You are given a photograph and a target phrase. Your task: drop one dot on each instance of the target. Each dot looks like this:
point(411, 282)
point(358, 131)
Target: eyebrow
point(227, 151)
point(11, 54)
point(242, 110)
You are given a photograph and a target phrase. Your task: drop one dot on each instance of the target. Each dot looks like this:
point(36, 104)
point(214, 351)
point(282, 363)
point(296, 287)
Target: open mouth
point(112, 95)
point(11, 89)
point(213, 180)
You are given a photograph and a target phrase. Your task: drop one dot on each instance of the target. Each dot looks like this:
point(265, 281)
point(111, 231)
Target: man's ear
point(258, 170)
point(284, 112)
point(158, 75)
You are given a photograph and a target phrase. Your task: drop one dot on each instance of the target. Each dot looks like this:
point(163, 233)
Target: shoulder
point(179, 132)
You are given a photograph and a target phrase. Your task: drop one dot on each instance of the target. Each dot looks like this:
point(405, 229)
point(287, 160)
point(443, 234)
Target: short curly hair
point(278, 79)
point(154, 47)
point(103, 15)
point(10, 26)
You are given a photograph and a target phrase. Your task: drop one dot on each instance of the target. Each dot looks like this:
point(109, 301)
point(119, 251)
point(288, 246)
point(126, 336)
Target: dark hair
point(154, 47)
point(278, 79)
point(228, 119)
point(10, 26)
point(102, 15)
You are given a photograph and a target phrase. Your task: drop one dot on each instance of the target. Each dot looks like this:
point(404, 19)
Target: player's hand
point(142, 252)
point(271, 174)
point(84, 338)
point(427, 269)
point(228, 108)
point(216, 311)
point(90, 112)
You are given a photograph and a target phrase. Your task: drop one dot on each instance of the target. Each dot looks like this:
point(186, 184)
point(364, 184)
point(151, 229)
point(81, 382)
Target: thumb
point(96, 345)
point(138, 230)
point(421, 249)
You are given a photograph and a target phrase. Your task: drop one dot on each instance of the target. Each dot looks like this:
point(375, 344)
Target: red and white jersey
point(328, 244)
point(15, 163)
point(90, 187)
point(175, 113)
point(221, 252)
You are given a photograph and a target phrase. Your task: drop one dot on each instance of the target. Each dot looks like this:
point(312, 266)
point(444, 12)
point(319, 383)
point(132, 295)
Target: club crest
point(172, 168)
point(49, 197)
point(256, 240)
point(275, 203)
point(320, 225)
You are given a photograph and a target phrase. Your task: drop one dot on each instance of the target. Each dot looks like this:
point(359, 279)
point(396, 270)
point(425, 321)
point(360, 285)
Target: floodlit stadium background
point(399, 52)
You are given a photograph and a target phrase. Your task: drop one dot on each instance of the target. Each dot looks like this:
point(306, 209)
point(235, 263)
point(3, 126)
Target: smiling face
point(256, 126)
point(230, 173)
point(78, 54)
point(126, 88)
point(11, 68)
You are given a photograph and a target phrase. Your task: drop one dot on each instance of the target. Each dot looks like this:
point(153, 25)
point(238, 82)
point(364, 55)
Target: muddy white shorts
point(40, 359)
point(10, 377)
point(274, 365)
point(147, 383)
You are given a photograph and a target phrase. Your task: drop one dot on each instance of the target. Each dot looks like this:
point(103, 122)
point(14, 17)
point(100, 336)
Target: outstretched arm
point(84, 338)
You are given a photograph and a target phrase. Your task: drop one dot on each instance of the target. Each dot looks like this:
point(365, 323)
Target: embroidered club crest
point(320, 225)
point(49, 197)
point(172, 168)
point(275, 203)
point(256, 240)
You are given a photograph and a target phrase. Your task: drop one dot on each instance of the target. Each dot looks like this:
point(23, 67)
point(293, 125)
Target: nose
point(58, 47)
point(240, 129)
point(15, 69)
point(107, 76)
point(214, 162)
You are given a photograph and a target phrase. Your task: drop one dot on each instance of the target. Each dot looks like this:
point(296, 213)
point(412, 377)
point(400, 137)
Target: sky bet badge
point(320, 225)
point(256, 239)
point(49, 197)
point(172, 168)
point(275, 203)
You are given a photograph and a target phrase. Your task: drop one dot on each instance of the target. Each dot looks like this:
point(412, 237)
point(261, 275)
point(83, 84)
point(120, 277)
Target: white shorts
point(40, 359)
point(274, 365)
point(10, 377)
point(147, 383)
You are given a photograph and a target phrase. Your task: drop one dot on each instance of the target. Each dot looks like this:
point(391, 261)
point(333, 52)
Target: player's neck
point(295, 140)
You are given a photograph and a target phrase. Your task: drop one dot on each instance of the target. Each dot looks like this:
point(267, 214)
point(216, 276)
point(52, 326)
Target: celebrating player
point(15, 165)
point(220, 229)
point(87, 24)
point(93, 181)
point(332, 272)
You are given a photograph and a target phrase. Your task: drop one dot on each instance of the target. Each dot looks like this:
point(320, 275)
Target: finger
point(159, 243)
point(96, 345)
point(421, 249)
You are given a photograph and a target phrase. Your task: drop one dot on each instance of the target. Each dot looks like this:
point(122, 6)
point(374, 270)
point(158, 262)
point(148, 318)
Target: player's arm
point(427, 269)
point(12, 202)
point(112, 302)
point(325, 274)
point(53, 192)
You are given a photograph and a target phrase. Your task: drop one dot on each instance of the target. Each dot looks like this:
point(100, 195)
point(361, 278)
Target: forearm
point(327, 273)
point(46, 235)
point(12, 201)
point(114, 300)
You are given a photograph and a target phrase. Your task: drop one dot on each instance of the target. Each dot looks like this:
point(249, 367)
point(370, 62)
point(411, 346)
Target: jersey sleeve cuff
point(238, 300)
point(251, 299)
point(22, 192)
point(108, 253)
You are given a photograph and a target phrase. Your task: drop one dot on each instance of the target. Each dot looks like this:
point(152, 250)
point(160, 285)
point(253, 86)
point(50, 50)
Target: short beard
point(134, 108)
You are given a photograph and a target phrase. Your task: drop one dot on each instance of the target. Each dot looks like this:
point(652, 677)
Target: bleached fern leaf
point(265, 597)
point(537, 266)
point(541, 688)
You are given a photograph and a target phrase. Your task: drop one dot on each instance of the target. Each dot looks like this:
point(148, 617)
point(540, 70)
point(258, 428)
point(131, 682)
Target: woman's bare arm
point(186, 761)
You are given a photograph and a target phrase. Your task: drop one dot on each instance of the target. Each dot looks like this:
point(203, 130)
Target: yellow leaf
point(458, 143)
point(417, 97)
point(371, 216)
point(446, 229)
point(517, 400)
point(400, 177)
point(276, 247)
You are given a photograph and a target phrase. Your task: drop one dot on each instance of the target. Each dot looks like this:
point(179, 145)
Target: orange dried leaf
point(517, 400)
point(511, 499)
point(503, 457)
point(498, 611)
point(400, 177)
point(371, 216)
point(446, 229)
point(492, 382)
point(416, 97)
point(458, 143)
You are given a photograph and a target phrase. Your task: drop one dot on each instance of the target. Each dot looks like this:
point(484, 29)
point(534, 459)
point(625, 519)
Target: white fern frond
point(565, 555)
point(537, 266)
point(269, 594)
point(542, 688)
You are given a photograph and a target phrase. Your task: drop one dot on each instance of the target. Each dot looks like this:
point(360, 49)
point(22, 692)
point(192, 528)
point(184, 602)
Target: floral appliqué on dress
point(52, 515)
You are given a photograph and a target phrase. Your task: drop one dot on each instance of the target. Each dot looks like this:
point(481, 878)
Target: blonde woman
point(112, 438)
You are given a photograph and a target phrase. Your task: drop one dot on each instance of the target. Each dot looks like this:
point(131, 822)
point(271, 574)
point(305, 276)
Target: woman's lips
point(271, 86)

* **Problem**: In the data above, start at the line that has "Target: short curly hair", stop after the line that has "point(119, 251)", and print every line in between exactly as it stands.

* **Reply**:
Target: short curly hair
point(278, 79)
point(154, 47)
point(103, 15)
point(10, 26)
You are given a photograph and a target phrase. Your task: drop one dot on each instance of the target. Each dot looks like this:
point(109, 301)
point(119, 251)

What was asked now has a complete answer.